Turn the lines of the listing between the line containing "Localize pink petal." and the line containing "xmin=899 ymin=246 xmax=955 ymax=330", both included, into a numbered list, omitting any blank lines.

Entries supplied:

************

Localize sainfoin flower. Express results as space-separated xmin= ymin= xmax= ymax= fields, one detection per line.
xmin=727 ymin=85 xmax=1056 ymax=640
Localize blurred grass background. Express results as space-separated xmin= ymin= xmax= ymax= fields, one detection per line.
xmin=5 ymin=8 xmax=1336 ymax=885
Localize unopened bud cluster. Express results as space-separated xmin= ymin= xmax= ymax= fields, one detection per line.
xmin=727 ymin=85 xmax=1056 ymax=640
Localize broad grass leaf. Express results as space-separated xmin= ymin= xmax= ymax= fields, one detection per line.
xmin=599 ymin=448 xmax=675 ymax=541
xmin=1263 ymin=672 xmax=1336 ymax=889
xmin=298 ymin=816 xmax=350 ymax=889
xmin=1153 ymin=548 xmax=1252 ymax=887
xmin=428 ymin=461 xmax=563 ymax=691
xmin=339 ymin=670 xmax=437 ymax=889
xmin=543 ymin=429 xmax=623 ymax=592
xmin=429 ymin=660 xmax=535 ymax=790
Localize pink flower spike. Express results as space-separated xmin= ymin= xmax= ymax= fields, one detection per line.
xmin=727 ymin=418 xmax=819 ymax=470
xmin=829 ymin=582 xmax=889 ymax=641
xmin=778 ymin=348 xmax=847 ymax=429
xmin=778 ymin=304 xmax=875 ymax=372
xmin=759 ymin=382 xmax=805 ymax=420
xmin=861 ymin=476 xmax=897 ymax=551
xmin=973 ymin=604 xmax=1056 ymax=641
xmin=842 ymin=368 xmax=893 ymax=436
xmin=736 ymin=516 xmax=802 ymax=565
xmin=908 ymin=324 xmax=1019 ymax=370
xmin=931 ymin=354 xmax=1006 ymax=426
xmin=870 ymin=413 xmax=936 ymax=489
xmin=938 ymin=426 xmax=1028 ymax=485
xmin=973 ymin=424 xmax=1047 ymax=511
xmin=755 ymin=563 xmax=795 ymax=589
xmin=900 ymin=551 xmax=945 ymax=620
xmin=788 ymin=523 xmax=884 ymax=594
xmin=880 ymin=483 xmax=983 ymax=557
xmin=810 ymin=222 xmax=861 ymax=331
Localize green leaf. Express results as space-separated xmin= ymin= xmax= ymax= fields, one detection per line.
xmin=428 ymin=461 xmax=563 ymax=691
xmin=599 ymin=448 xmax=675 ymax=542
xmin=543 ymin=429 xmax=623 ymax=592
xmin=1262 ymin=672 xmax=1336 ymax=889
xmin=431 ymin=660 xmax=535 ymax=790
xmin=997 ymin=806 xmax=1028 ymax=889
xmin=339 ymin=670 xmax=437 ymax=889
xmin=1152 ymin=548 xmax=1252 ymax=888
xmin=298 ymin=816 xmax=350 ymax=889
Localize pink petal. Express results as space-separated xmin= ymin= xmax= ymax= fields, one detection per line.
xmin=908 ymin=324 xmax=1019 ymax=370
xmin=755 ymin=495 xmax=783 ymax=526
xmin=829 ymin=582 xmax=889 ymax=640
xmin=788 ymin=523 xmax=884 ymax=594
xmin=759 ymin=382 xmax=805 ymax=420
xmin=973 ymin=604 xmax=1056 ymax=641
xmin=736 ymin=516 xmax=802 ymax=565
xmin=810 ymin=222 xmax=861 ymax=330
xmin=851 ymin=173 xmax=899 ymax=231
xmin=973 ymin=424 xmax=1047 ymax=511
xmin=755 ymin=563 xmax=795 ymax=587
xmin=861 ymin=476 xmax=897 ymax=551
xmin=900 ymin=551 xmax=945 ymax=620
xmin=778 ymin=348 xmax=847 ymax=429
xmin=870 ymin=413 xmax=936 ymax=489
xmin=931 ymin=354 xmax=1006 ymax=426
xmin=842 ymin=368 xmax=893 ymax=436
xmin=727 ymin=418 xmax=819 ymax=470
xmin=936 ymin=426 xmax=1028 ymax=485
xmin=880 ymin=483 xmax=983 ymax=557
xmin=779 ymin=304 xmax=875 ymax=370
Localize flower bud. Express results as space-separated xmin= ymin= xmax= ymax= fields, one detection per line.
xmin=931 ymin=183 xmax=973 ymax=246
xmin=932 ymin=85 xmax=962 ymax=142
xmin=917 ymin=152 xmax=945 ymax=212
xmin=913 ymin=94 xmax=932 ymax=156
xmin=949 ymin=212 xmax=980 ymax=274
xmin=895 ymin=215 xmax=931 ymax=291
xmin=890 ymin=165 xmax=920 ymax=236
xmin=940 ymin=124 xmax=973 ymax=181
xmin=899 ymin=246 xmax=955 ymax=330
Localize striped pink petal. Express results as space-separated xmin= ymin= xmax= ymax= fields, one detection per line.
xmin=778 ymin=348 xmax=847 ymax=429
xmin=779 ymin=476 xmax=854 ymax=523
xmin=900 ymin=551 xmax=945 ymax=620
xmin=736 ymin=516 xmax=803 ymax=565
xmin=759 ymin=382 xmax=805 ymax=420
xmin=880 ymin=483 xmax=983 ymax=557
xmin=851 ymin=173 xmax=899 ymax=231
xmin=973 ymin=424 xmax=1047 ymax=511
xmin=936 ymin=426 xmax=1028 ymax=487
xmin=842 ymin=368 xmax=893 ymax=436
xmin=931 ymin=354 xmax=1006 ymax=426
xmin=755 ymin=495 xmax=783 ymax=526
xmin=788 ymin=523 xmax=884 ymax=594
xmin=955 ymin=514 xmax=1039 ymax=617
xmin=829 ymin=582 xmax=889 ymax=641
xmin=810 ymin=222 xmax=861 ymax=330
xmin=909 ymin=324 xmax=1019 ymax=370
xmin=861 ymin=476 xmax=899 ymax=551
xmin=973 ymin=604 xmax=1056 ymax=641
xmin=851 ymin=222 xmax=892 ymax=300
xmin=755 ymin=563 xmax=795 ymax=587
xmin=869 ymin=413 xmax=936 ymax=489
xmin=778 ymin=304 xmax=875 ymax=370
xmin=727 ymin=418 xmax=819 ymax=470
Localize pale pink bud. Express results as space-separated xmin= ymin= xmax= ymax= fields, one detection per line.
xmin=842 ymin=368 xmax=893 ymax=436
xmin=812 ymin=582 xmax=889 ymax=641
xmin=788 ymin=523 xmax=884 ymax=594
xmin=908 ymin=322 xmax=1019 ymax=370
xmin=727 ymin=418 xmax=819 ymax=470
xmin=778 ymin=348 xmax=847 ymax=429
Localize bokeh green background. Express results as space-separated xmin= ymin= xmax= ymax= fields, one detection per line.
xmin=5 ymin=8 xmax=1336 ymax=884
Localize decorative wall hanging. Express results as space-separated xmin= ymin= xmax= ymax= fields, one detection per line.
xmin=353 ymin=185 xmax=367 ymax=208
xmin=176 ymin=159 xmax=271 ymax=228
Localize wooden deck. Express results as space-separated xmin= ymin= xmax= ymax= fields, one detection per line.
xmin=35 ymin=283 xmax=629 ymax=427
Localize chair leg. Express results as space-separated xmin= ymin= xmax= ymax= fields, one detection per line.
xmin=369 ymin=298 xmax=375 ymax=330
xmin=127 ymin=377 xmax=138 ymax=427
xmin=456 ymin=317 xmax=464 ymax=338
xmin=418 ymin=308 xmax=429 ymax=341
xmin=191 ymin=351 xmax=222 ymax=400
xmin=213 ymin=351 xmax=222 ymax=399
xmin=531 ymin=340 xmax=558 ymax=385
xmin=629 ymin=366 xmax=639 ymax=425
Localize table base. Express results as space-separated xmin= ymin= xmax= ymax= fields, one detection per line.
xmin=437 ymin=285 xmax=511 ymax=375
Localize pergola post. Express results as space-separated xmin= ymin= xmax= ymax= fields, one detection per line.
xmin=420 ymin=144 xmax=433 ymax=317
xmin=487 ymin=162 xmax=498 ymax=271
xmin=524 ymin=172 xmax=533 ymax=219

************

Answer to this problem:
1. Localize pink petal. Express results as space-separated xmin= ymin= xmax= ymax= fields, one detection per line.
2. xmin=908 ymin=324 xmax=1019 ymax=370
3. xmin=755 ymin=495 xmax=783 ymax=526
4. xmin=829 ymin=582 xmax=889 ymax=640
5. xmin=788 ymin=523 xmax=884 ymax=594
6. xmin=759 ymin=382 xmax=805 ymax=420
7. xmin=973 ymin=604 xmax=1056 ymax=641
8. xmin=736 ymin=516 xmax=802 ymax=565
9. xmin=810 ymin=222 xmax=861 ymax=330
10. xmin=851 ymin=173 xmax=899 ymax=231
11. xmin=973 ymin=424 xmax=1047 ymax=511
12. xmin=755 ymin=563 xmax=795 ymax=587
13. xmin=861 ymin=476 xmax=897 ymax=551
14. xmin=900 ymin=551 xmax=945 ymax=620
15. xmin=778 ymin=348 xmax=847 ymax=429
16. xmin=870 ymin=413 xmax=936 ymax=489
17. xmin=931 ymin=354 xmax=1006 ymax=426
18. xmin=842 ymin=368 xmax=893 ymax=436
19. xmin=727 ymin=418 xmax=819 ymax=470
20. xmin=936 ymin=426 xmax=1028 ymax=485
21. xmin=880 ymin=483 xmax=983 ymax=557
22. xmin=779 ymin=304 xmax=875 ymax=370
23. Localize flower bud. Express results as space-separated xmin= ymin= xmax= ymax= fields, one detection per line.
24. xmin=931 ymin=183 xmax=973 ymax=246
25. xmin=932 ymin=85 xmax=962 ymax=142
26. xmin=917 ymin=152 xmax=945 ymax=212
27. xmin=913 ymin=94 xmax=932 ymax=156
28. xmin=949 ymin=212 xmax=980 ymax=274
29. xmin=895 ymin=215 xmax=931 ymax=291
30. xmin=890 ymin=165 xmax=920 ymax=236
31. xmin=940 ymin=124 xmax=973 ymax=181
32. xmin=899 ymin=246 xmax=955 ymax=330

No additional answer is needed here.